What needs to be done
Return every line of the listing below that contains the string "racing", with each line copied in full.

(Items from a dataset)
--- --- ---
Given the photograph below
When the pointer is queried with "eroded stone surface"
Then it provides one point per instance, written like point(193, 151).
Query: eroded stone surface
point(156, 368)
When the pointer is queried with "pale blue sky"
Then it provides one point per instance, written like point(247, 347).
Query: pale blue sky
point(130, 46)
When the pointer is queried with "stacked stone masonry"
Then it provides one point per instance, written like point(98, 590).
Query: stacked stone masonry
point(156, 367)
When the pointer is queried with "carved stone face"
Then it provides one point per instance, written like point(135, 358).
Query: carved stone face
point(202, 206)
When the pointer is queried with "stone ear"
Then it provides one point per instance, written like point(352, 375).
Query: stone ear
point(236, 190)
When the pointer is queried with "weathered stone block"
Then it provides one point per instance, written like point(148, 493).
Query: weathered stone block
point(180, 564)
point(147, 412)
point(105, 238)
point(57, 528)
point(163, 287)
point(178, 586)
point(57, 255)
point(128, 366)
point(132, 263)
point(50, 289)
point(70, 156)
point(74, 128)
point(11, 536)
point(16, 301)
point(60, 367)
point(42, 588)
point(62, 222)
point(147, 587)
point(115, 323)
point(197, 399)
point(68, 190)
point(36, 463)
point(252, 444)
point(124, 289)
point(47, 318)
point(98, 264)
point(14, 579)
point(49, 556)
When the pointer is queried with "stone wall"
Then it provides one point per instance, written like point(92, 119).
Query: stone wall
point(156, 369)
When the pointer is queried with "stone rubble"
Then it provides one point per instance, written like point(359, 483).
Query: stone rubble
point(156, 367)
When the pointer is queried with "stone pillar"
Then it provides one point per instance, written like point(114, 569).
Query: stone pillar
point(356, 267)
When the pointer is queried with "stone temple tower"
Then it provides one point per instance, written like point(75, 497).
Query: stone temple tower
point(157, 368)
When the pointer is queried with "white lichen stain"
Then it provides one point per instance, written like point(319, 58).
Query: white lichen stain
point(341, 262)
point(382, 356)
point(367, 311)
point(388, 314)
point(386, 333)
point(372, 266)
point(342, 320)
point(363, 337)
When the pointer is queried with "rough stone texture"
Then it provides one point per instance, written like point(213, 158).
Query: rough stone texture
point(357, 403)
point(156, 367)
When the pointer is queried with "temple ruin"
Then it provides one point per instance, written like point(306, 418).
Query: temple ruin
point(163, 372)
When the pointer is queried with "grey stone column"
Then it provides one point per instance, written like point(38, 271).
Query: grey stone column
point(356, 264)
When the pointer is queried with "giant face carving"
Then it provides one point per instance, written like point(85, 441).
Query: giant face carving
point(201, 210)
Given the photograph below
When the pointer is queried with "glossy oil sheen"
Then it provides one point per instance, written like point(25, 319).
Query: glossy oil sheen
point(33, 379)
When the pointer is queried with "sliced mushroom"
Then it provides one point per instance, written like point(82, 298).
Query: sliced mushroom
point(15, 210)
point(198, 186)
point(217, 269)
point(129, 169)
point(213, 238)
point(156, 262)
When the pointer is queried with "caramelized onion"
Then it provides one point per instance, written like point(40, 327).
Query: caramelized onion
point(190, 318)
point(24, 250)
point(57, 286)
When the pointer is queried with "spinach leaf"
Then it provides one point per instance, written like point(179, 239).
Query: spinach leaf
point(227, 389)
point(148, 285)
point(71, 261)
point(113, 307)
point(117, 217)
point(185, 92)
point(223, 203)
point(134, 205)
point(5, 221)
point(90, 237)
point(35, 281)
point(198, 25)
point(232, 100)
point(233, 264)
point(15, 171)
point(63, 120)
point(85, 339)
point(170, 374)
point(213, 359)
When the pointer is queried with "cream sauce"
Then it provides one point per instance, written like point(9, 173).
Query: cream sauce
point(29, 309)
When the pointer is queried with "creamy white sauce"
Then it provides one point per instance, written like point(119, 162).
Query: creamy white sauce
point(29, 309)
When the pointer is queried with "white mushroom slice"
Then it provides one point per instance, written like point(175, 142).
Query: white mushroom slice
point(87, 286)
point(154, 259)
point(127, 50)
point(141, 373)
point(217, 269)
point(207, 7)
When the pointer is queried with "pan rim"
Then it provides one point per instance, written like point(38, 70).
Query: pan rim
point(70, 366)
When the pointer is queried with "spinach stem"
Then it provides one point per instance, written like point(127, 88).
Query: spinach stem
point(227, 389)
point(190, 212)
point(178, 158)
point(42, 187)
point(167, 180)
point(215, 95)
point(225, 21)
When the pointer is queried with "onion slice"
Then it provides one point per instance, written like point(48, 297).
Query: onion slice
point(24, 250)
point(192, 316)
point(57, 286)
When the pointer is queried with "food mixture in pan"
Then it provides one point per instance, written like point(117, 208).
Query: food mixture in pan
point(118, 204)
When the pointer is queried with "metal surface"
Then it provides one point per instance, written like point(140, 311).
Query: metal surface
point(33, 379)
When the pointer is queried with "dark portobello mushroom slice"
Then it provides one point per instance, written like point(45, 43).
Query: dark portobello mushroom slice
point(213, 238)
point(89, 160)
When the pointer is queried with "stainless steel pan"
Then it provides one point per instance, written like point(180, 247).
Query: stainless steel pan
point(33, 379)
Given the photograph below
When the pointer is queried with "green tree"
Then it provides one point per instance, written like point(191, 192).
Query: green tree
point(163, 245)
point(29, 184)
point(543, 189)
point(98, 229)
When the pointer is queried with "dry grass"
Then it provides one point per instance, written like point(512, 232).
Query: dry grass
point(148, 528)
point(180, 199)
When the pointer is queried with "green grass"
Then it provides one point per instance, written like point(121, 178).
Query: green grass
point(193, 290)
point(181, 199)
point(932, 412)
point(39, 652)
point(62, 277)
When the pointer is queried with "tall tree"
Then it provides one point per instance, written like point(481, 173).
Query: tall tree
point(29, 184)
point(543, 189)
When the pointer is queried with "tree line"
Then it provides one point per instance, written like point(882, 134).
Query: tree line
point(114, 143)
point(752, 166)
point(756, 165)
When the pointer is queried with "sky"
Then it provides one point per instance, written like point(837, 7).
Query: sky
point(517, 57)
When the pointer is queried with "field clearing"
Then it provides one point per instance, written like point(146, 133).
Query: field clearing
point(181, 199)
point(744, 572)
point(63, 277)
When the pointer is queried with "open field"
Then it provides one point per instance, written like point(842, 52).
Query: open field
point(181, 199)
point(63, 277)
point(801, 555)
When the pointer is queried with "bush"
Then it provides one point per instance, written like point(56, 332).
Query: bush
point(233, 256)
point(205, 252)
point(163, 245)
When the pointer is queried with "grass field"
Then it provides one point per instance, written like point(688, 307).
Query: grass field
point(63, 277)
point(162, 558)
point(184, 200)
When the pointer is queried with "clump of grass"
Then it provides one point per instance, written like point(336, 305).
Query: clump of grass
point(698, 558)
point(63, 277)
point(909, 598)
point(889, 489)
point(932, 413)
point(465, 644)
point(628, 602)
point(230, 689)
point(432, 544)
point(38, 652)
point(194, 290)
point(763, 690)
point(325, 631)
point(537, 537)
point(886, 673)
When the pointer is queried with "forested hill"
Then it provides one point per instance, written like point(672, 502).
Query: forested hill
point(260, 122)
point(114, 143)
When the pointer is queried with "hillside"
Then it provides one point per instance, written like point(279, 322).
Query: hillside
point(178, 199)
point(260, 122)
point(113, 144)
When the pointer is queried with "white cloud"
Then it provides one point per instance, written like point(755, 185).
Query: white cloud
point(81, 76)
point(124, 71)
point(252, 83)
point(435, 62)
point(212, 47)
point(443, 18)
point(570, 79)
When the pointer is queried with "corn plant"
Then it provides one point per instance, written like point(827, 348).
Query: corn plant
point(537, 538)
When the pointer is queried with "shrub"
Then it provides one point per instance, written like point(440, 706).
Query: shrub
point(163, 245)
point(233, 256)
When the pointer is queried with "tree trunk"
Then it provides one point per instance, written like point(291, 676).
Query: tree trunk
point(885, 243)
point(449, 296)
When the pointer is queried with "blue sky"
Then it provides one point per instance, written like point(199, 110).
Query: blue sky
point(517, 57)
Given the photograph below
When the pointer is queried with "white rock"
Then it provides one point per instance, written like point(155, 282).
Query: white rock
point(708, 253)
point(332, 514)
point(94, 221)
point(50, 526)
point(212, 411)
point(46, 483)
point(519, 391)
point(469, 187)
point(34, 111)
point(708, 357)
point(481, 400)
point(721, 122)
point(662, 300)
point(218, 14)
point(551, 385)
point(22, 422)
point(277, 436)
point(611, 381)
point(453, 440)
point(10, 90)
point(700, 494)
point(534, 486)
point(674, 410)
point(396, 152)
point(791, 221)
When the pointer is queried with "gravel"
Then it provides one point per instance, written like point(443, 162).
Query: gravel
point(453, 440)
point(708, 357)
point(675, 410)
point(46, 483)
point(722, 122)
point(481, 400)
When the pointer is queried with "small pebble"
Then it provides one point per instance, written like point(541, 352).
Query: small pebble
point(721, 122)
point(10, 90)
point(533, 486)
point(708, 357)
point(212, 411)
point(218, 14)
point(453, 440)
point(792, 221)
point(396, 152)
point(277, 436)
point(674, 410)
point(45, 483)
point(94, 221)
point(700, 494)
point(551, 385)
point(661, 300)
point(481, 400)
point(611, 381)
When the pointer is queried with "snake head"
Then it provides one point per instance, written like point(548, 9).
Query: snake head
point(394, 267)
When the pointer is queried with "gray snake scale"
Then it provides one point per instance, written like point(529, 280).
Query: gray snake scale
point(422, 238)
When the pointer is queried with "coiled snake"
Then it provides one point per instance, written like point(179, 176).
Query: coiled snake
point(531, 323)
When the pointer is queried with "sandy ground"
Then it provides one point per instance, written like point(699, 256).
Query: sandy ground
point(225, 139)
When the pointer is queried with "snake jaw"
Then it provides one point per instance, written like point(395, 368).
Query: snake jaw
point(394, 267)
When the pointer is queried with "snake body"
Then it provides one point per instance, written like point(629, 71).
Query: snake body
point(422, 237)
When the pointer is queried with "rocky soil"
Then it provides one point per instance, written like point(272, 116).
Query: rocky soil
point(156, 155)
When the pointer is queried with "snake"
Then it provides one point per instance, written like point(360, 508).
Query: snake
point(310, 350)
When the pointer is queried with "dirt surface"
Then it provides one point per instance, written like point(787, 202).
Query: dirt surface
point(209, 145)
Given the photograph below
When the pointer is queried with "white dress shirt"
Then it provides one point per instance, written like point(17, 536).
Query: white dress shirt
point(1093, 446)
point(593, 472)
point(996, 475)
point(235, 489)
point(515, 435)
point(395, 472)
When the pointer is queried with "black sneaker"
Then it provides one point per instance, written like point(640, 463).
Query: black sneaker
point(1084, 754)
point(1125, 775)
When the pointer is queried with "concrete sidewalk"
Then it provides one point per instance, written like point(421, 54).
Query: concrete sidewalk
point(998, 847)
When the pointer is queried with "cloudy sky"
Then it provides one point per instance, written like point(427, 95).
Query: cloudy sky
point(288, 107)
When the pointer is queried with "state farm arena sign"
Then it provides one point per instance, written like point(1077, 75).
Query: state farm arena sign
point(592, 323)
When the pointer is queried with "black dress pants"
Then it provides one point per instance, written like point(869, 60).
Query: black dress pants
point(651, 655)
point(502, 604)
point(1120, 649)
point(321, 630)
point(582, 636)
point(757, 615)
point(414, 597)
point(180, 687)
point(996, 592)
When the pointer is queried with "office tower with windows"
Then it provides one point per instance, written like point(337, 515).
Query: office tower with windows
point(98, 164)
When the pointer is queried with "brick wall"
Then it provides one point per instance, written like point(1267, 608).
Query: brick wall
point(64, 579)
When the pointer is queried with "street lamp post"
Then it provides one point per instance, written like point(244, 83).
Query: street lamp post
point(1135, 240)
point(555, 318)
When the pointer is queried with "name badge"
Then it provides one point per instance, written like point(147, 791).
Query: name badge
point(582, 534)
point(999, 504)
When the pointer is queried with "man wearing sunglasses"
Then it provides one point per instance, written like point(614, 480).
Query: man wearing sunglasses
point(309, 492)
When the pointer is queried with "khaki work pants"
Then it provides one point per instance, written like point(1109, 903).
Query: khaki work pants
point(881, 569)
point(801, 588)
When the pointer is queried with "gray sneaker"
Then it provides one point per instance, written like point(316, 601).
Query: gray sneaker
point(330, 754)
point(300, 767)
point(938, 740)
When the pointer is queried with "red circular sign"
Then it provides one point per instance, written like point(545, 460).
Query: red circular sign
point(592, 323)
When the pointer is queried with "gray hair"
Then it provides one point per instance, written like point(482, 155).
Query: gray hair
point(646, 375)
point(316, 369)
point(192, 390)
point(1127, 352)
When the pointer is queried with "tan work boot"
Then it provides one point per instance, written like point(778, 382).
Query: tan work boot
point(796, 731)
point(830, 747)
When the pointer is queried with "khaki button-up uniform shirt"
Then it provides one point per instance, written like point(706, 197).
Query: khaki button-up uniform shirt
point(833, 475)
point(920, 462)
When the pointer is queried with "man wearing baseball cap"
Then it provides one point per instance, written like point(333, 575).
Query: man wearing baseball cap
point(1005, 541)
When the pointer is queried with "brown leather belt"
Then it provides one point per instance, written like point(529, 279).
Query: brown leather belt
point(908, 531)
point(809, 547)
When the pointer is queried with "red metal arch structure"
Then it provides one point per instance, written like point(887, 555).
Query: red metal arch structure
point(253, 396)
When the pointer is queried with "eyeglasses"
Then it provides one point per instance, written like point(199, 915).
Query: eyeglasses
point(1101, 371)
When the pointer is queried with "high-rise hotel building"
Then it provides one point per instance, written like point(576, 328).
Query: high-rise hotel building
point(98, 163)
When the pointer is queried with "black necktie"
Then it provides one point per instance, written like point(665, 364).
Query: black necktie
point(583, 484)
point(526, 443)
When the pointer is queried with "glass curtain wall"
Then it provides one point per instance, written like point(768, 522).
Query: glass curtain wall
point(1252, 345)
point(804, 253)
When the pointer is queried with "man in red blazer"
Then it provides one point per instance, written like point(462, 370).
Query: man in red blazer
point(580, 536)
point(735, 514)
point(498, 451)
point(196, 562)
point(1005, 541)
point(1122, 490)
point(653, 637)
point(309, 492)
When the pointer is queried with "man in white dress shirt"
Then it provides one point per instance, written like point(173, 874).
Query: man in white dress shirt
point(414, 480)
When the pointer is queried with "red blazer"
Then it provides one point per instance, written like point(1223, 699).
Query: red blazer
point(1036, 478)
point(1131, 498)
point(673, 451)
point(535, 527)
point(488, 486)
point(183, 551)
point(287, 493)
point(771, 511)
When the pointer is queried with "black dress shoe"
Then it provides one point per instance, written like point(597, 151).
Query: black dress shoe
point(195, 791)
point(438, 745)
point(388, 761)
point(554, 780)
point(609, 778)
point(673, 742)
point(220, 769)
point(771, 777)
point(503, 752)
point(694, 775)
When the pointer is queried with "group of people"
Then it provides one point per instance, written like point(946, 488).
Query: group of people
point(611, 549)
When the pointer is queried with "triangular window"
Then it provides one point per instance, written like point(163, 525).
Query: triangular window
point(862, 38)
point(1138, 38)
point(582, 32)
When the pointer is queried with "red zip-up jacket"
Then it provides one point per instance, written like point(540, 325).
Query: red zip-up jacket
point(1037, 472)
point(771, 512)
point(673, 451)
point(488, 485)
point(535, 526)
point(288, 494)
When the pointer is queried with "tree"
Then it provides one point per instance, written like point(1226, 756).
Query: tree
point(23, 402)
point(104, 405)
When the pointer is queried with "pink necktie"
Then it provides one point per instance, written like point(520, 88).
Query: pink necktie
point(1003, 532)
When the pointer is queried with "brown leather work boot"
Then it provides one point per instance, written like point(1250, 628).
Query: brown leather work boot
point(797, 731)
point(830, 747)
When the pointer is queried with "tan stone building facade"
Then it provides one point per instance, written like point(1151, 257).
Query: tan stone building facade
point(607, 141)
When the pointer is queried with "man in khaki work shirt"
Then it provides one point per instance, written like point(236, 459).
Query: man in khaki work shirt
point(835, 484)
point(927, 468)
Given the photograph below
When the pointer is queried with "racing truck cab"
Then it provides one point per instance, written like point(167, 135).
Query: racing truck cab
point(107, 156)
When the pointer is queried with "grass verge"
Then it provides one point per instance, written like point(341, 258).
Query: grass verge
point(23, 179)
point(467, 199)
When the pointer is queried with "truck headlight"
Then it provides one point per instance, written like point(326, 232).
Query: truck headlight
--- --- ---
Task response
When the pointer is queried with "racing truck cab"
Query: racing truck cab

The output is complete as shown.